Enregistrements d'annotation
:::

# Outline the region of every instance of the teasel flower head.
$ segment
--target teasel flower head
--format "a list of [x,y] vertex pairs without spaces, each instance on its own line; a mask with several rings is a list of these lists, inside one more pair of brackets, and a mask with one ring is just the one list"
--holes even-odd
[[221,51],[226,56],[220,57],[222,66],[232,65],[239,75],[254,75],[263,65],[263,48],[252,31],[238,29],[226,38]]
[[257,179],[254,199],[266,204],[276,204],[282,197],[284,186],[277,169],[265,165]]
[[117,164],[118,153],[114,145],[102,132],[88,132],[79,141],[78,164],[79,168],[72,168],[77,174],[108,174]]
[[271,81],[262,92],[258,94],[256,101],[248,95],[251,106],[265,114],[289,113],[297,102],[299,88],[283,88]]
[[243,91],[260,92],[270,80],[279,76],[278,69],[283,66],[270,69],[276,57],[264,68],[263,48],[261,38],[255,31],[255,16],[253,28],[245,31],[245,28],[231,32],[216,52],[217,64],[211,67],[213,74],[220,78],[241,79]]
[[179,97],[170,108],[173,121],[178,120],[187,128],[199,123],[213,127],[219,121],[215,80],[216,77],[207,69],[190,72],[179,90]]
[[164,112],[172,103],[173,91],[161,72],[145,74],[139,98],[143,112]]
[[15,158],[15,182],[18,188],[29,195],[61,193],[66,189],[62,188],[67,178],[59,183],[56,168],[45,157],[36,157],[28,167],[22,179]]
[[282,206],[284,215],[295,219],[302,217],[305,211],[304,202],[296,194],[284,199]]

:::

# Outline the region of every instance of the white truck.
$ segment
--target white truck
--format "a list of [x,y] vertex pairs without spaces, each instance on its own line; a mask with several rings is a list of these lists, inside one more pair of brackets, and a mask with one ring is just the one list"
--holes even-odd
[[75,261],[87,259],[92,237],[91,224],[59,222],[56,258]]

:::

Consigne
Recopiez à l'identique les lignes allant de celle qui contient "# Outline the region of every instance of the white" jusqu'à celle qui contient "[[75,261],[87,259],[92,237],[91,224],[59,222],[56,258]]", ces deux lignes comprises.

Corrigé
# Outline the region of every instance of the white truck.
$ segment
--target white truck
--format "a list of [x,y] vertex pairs without spaces, each instance on its own line; a mask with several rings is a list of these lists, inside one more pair of brackets, and a mask with one ring is just the one list"
--holes even-odd
[[75,261],[87,259],[92,237],[91,224],[59,222],[56,258]]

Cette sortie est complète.